» **KUTIPAN HALAMAN**
_ _ _ _ _
Menurut Petrus, greenhouse bukan sekadar bangunan tempat budidaya tetapi harus dilengkapi teknologi yang mendukung pertumbuhan tanaman dengan baik, seperti sistem irigasi otomatis.
 
Sebab, mau tidak mau kita harus siap menghadapi perubahan iklim (climate change) yang berdampak signifikan terhadap sektor pertanian. Satu yang pasti, populasi hama pengganggu akan meningkat sehingga perlu antisipasi keberadaannya dalam kegiatan budidaya.
 
Kualitas tanaman dan hasil panen pun harus terjaga agar mewujud profit. “Climate changemembuat orang akan semakin enggan bertani karena tidak tahu cara antisipasinya,” bebernya.
 
Di samping itu, seluruh kegiatan budidaya harus bisa diawasi dan menghasilkan data yang akurat. Terlebih, jika pemerintah ingin membagikan greenhouse untuk petani.
 
“Kenapa harus melibatkan IoT, supaya negara bukan hanya memberikan hibah tetapi bisa juga mengawasi. Petani ini kalau kita kasih greenhouse, datanya ada tidak? Kalau datanya tidak ada, berarti dia tidak melakukan budidaya,” jelasnya.
 
Input teknologi tentu akan memberi nilai tambah bagi tanaman dan petani Indonesia yang tertinggal dari petani negara lain, semisal petani Vietnam yang sangat familiar menggunakan greenhouse.
 
“Kami berusaha mengedukasi. Kalau ketinggalan (dari negara lain) ya jangan jauh-jauh banget. Climate change ini akan membuat Anda hancur kalau nggak siap,” tandasnya.
 
 
Pionir
 
Sarjana Pertanian lulusan UPN Veteran Surabaya, Jatim ini mengatakan, belum banyak perusahaan yang bergerak di bidang greenhouse terintegrasi. DSR menjadi salah satu yang terdepan menerapkan hi-tech greenhouse.
 
Ini bertujuan merebut dan menikmati pasar lebih awal sekaligus menjadi pionir dan unggul dalam persaingan. “Saya percaya bahwa IoT ini ke sana akan lebih besar dan kami yang pertama,” katanya optimis.
 
Petrus pun aktif memperkenalkan hi-tech greenhouse, salah satunya pada program Food Estate hortikultura di Humbang Husudutan (Humbahas), Sumut.
 
“DSR berperan dalam program umbi berteknologi.Di sana pakai automatic water, irrigation, semua ada, termasuk mekanisasinya. Bagi kami itu ajang untuk berlatih. Karena service, ya hubungannya sama agronomi. Agronomi itu mempunyai peran kunci,” ucapnya.
 
DSR mengelola 17 ha lahan untuk ditanami kentang di dalam greenhouse. Ia mengaku kegiatan ini sulit dilakukan karena budaya masyarakat terbiasa menyadap kemenyan.
 
“Itu sangat menantang. Mau nggak mau, DSR ambil di situ. Kalau kami tidak ambil, kami tidak bisa jadi pionir,” cetus pria yang bermoto hidup passion, learn, & careitu.
_ _ _ _ _
» **DAFTAR CATATAN**
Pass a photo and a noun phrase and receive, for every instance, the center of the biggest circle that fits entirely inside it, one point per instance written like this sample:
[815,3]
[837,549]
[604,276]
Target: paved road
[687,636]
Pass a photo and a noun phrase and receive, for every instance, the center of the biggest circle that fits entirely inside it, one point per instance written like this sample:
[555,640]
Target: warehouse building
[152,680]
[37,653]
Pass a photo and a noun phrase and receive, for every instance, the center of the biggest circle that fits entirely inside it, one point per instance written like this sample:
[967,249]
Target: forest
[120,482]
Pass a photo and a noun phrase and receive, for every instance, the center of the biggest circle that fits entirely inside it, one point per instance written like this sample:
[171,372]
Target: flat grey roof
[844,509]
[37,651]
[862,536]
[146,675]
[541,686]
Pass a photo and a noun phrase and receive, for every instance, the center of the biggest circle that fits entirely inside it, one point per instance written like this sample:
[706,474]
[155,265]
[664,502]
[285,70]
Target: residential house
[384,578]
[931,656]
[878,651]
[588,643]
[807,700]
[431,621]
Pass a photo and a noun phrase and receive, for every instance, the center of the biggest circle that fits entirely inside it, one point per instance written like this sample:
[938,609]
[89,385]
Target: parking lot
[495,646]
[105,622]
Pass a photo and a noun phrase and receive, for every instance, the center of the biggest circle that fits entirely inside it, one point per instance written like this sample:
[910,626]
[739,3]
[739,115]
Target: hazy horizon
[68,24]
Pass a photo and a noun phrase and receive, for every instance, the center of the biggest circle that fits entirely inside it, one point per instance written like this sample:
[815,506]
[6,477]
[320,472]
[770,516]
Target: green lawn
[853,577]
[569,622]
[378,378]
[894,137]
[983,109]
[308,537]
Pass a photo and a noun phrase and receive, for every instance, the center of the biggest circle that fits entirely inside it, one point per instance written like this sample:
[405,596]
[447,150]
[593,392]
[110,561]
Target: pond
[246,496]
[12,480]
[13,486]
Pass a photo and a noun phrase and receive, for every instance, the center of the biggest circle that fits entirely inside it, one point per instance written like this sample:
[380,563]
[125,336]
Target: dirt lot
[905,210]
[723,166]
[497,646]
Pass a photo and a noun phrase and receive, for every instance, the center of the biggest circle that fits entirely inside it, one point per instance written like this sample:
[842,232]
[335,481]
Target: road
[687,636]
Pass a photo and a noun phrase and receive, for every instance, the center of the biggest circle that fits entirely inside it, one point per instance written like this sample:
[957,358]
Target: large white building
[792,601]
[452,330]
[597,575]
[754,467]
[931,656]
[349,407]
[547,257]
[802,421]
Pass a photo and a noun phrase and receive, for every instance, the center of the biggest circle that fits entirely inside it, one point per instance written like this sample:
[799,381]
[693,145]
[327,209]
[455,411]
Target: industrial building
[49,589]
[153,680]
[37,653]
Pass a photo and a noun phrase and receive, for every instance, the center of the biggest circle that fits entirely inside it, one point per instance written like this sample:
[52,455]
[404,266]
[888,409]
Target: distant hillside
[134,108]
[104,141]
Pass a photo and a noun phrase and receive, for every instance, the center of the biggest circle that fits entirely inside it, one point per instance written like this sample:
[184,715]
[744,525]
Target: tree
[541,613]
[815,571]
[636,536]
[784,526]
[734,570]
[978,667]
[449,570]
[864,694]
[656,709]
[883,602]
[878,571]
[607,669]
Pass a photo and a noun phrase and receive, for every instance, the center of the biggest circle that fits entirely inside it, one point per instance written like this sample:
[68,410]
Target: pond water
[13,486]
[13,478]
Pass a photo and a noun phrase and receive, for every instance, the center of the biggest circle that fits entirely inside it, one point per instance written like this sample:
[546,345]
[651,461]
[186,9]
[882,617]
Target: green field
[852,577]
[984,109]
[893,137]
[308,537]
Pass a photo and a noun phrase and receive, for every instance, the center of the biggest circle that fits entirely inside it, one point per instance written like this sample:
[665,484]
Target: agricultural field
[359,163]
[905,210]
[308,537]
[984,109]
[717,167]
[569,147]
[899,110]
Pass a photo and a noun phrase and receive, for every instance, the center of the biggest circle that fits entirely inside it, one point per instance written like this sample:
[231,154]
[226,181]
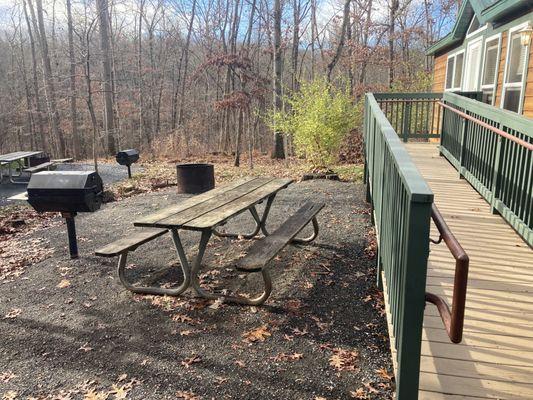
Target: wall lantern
[526,34]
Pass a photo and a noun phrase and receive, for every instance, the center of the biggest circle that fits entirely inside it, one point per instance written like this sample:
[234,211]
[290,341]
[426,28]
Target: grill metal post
[71,230]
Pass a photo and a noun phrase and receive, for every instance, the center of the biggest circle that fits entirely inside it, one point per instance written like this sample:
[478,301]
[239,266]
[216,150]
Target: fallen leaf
[14,313]
[10,395]
[287,357]
[359,394]
[194,359]
[385,374]
[343,360]
[186,395]
[92,395]
[7,376]
[257,335]
[63,284]
[85,348]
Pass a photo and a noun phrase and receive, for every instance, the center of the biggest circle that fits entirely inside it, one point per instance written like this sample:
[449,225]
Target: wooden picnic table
[18,156]
[206,212]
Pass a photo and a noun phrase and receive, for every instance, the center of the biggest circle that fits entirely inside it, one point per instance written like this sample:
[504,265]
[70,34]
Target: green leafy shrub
[319,117]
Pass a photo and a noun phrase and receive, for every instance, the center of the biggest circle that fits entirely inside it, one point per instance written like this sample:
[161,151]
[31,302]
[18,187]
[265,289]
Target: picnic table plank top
[17,155]
[216,205]
[220,214]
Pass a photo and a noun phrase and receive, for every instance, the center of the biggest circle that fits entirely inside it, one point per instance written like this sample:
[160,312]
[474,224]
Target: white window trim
[478,30]
[454,56]
[494,85]
[520,85]
[463,78]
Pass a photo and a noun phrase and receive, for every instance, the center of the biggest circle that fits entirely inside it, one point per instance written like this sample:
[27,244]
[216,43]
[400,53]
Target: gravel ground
[69,328]
[110,173]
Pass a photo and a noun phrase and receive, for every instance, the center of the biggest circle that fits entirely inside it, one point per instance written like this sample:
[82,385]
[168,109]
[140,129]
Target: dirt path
[69,329]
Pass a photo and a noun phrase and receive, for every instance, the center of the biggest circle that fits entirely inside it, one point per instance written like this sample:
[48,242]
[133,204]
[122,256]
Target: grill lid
[64,180]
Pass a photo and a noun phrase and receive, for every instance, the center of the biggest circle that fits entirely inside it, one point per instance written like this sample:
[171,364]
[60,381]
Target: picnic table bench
[206,213]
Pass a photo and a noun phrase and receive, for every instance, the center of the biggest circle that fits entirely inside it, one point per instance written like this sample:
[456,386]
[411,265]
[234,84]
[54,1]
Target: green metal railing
[401,202]
[412,115]
[493,150]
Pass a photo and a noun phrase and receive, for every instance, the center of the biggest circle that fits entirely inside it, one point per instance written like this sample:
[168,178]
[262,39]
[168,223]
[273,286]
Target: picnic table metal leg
[153,289]
[195,280]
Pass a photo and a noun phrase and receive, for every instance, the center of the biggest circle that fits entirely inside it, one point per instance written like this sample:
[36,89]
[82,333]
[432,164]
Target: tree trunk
[340,46]
[394,6]
[38,111]
[48,78]
[278,150]
[72,81]
[109,120]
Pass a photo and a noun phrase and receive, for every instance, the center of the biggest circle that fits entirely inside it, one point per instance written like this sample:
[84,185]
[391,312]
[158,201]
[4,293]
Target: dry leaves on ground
[257,335]
[287,357]
[182,395]
[14,313]
[63,284]
[343,360]
[194,359]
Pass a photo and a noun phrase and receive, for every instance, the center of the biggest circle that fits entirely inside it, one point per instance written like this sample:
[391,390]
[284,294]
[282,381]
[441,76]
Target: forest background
[84,78]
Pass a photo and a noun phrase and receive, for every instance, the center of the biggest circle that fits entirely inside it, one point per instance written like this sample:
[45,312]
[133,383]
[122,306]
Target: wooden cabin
[489,51]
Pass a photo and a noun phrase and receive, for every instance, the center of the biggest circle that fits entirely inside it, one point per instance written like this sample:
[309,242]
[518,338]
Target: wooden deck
[495,358]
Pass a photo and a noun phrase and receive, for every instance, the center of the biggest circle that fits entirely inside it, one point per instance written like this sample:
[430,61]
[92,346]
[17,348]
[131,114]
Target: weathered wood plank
[152,219]
[181,218]
[495,358]
[130,242]
[239,205]
[40,167]
[263,251]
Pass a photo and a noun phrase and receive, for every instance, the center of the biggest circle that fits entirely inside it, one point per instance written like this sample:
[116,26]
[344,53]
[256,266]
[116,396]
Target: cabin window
[454,71]
[490,69]
[515,72]
[474,26]
[472,65]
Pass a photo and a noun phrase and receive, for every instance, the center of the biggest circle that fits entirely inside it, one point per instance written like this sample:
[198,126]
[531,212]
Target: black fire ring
[195,178]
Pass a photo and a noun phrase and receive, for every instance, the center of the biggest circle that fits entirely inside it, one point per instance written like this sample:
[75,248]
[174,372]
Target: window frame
[454,56]
[479,67]
[514,85]
[494,85]
[478,30]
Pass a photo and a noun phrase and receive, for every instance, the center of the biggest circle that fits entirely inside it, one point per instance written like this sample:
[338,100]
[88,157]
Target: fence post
[464,128]
[406,120]
[496,175]
[413,300]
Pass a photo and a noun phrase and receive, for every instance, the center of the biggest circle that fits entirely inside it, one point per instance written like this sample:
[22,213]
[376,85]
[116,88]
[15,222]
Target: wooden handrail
[506,135]
[453,320]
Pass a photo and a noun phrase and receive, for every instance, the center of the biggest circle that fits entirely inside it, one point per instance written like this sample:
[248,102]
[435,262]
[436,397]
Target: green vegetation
[318,117]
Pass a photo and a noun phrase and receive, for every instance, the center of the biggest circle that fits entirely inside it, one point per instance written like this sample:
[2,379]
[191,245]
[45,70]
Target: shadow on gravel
[323,304]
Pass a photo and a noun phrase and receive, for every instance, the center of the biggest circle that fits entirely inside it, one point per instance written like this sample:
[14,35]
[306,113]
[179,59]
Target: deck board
[495,359]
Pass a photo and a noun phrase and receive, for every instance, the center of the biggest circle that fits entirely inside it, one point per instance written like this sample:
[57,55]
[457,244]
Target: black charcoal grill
[67,192]
[128,157]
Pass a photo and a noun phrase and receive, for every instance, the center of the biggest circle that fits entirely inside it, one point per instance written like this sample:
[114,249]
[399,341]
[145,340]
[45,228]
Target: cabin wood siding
[439,75]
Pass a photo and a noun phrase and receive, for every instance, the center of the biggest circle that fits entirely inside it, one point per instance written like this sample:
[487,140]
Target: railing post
[413,300]
[495,187]
[464,128]
[406,120]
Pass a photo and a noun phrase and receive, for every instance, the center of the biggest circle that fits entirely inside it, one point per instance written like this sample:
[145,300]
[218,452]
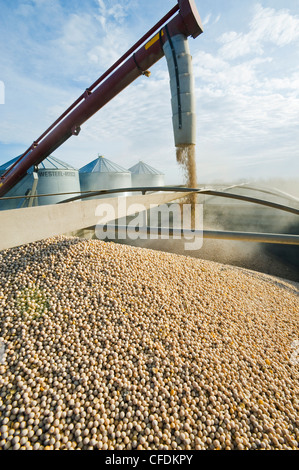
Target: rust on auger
[168,37]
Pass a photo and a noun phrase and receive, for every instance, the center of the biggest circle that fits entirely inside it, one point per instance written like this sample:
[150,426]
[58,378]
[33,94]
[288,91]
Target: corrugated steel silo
[54,176]
[101,173]
[21,189]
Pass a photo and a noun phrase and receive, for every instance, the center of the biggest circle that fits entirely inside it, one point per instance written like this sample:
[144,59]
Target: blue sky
[246,66]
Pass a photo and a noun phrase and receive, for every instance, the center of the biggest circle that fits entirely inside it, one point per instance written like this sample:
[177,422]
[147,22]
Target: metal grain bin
[104,174]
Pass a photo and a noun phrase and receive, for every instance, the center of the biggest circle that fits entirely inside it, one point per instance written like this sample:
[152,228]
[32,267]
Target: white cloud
[267,26]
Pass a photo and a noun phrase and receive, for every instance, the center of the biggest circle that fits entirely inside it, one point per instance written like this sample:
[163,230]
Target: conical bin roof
[102,165]
[142,168]
[50,163]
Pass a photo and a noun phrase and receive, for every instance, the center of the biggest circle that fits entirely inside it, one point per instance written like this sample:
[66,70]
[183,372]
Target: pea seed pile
[105,346]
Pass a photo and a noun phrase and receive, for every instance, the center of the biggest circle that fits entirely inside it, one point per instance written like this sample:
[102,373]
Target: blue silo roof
[142,168]
[50,163]
[102,165]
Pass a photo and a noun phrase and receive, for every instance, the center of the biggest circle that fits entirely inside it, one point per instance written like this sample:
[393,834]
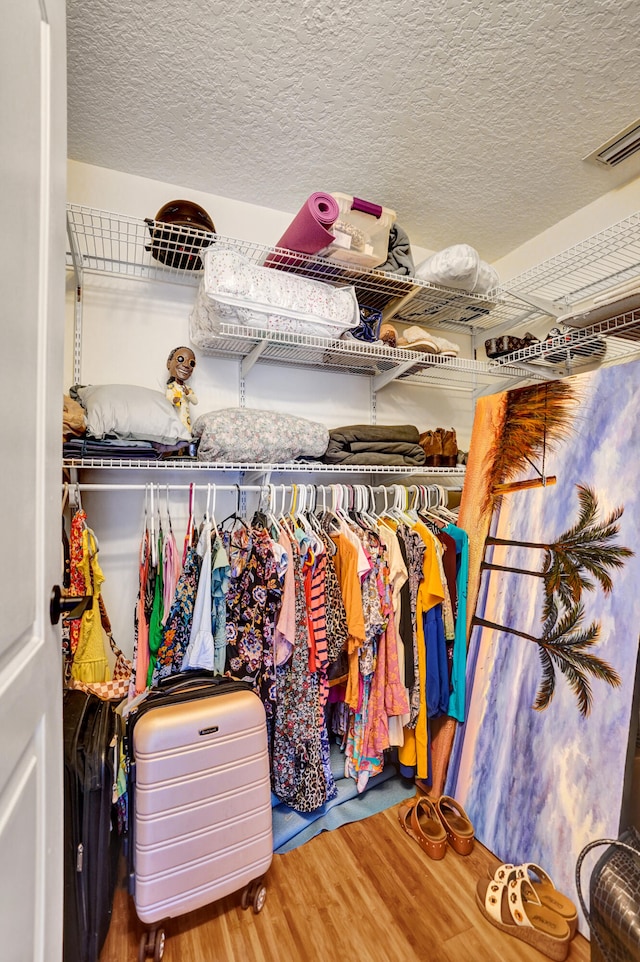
_ _ _ _ _
» **KETENTUAN TUGAS 1**
Terjemahkan kalimat dari kutipan halaman di atas ini ke dalam bahasa Inggris: "Menurut Petrus, greenhouse bukan sekadar bangunan tempat budidaya tetapi harus dilengkapi teknologi yang mendukung pertumbuhan tanaman dengan baik, seperti sistem irigasi otomatis."
» **KETENTUAN TUGAS 2**
Temukan semua baris dalam catatan yang memuat kata "forest", lalu salin baris-baris itu.

» **KELUARAN YANG DIHARAPKAN 1**
According to Petrus, a greenhouse is not merely a building for cultivation but must be equipped with technology that properly supports plant growth, such as an automatic irrigation system.

» **KELUARAN YANG DIHARAPKAN 2**
Target: forest
Target: forest background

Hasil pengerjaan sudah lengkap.